▸ **TEXT**:
========
Bayer Board in Emergency Meeting After Investors Rebuke CEO
(Bloomberg) -- Bayer AG’s supervisory board called an emergency meeting on Friday after Chief Executive Officer Werner Baumann lost a crucial confidence vote as investors questioned his handling of the $63 billion Monsanto deal and the wave of U.S. lawsuits that followed.
In a stunning development for the German drugs and chemicals company, about 55 percent of shareholders voted against absolving Baumann and other managers of responsibility for their actions in the takeover last year. Though the result isn’t legally binding, it throws his future into question and prompted an immediate supervisory board session. Similar rejections have cost German CEOs their jobs.
Chairman Werner Wenning said the board is taking the vote “very seriously” and would “do everything to win back the trust of shareholders as quickly and completely as possible.”
“We regret this exceedingly,” Wenning said. “Nevertheless, the voting results show that the stockholders’ meeting wanted to send a clear signal.”
========
▸ **DATA RECORDS**:
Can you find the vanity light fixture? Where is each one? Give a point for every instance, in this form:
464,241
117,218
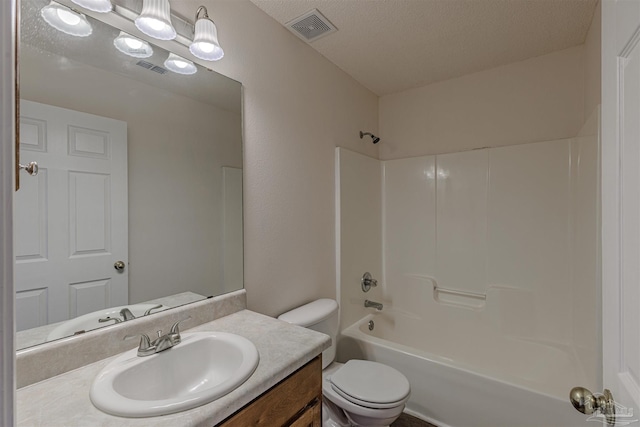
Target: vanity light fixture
179,65
101,6
132,46
205,43
155,20
66,20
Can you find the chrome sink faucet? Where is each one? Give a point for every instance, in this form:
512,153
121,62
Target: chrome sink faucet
373,304
127,314
148,347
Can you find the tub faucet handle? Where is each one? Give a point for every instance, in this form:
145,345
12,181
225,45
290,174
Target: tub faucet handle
367,282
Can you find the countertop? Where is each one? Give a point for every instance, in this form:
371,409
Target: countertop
64,400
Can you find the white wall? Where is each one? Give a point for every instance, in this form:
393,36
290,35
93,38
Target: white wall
592,69
538,99
297,108
175,172
586,272
359,193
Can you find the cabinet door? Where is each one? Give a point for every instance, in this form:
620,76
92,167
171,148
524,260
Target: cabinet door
311,417
282,403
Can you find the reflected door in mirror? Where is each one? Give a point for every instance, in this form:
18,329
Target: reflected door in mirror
70,219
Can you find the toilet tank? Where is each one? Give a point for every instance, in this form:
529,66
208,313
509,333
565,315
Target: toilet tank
320,315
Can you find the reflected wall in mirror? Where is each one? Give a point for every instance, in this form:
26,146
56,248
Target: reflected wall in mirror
137,164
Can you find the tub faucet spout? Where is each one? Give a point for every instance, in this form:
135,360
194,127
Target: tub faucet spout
373,304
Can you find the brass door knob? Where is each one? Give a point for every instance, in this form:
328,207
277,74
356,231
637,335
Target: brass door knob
31,168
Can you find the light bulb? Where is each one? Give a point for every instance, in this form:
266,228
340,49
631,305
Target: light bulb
133,43
68,17
66,20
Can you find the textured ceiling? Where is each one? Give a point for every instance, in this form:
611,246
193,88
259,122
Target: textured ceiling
393,45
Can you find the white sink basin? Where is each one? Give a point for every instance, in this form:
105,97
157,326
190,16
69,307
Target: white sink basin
202,368
89,321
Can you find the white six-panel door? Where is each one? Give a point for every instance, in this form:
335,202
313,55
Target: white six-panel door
621,204
70,219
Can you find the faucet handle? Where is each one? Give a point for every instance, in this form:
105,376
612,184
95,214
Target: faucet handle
108,319
127,314
155,307
144,348
174,333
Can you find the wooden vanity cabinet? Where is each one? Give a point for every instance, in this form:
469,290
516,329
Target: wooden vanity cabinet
296,401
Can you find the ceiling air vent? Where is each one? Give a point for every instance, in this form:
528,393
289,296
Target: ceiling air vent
311,26
152,67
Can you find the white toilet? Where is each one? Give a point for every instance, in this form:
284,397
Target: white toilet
359,392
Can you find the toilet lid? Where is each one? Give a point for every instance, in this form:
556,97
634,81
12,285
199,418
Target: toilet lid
370,384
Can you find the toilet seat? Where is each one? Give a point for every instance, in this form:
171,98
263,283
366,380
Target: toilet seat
370,384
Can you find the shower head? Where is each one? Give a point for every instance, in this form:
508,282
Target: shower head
373,137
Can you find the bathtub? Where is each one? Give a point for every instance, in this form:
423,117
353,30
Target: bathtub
470,379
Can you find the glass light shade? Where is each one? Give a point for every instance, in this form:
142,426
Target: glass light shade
205,43
132,46
101,6
179,65
155,20
66,20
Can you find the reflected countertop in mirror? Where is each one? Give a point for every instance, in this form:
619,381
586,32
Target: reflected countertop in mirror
178,207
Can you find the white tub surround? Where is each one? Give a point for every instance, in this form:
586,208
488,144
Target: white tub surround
45,361
283,348
486,263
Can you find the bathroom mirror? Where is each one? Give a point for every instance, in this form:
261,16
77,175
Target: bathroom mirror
161,223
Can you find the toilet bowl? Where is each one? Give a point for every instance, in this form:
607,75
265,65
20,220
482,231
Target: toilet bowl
378,407
358,392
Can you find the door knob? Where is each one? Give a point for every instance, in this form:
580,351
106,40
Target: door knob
119,266
588,403
31,168
367,282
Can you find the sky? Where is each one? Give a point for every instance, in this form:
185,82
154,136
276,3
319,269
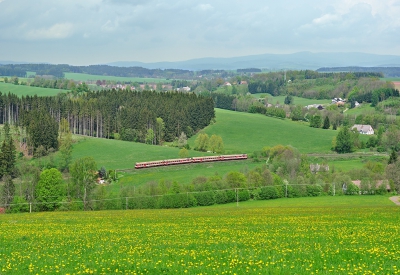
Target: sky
84,32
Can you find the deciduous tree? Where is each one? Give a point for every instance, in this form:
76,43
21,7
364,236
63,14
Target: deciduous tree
343,141
48,190
83,172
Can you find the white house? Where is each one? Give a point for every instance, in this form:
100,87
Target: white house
363,129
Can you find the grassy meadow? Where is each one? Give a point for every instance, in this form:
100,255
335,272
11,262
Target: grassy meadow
322,235
241,133
296,100
22,90
90,77
246,133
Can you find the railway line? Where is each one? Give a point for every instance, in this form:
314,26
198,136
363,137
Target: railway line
167,162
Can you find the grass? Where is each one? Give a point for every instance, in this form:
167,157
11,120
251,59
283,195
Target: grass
324,235
90,77
22,90
365,108
296,100
246,133
183,174
117,154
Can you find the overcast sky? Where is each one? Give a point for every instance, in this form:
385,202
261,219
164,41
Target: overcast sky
83,32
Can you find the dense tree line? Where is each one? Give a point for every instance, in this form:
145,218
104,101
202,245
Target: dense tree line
373,97
367,71
12,70
249,70
115,114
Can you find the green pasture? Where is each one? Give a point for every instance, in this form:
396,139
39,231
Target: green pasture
118,154
183,174
22,90
321,235
90,77
391,79
365,108
246,133
296,100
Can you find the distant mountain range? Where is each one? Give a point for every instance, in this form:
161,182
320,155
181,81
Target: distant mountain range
300,60
295,61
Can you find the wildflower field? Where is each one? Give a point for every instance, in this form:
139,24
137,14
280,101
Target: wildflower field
323,235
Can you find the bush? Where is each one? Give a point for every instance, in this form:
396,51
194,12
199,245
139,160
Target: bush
205,198
142,202
268,193
352,189
19,205
313,190
221,197
231,194
243,195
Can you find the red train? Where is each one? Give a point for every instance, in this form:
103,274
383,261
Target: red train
166,162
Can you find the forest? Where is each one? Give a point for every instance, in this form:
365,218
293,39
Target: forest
147,116
387,71
58,71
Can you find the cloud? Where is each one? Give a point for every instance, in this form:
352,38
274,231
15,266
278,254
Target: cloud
110,26
326,19
204,7
57,31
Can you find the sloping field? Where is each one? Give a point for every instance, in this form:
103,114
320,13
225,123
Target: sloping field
241,133
323,235
244,132
117,154
21,90
90,77
296,100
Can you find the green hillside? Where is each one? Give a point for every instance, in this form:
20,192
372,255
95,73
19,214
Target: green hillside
21,90
245,132
241,133
90,77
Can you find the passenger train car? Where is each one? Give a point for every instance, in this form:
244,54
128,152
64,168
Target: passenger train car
156,163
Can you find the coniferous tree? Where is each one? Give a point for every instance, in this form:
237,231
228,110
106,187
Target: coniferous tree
327,124
343,141
393,157
8,191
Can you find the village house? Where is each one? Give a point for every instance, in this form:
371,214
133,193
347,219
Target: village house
370,186
363,129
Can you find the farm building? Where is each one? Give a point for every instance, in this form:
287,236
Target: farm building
370,185
364,129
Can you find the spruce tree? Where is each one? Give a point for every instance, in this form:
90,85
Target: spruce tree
327,124
393,157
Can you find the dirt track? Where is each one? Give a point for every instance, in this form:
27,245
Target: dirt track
========
▸ **WORK ITEM A**:
According to the Bayer article, about what share of shareholders voted against absolving Baumann and other managers?
▸ **WORK ITEM B**:
For each statement, say whether it agrees with the Bayer article, answering yes or no and quoting the deciding words: (i) The shareholder vote is legally binding. (ii) Werner Wenning is Bayer's chairman. (iii) The supervisory board called its emergency meeting on Friday.
▸ **WORK ITEM C**:
Continue the Bayer article from where it stops.
The entries are separate material and have no connection to the Bayer article.

▸ **RESPONSE AREA A**:
About 55 percent.

▸ **RESPONSE AREA B**:
(i) No: "the result isn’t legally binding"
(ii) Yes: "Chairman Werner Wenning said"
(iii) Yes: "called an emergency meeting on Friday"

▸ **RESPONSE AREA C**:
The vote at around 10 p.m. local time capped a tumultuous meeting in Bonn, with investors berating Baumann, arguing with Wenning and demanding explanations for the erasure of some 35 billion euros ($39 billion) in market value since the deal. At the heart of the debate was whether Baumann, Wenning and other leaders properly assessed the legal risks of Roundup, the controversial weedkiller it acquired together with Monsanto.
“The loss of a nonbinding confidence vote at Bayer’s annual meeting may hasten management changes and the eventual logical split of Crop Chemicals and Pharmaceuticals into separate companies,” said Bloomberg Intelligence’s Christopher Perrella.
Before the ballot, Bayer said a majority of shareholders opting not to endorse its managers’ actions at such a meeting hasn’t happened in at least 20 years, and possibly for its entire history. Former Deutsche Bank AG co-CEO Anshu Jain stepped down in 2015 after a 61 percent approval vote from investors. In a separate motion, some 66 percent voted to clear Wenning and the rest of the supervisory board.
Bayer completed the Monsanto takeover last June after years of wrangling with antitrust regulators. Then in August, a California jury found that glyphosate, the main ingredient in Roundup, caused a school groundskeeper’s cancer. Lawsuits have multiplied since then, totaling 13,400 U.S. cases by April 11. Bayer has vowed to fight in court and says there’s no scientific proof that glyphosate causes cancer.
“Mr. Baumann, what have you done with our stable company?,” said Joachim Kregel, a representative of German shareholders association SdK. In just two years, “the erstwhile pharma giant has mutated into a dwarf,” said Ingo Speich, chief of sustainability and corporate governance at Deka Investment.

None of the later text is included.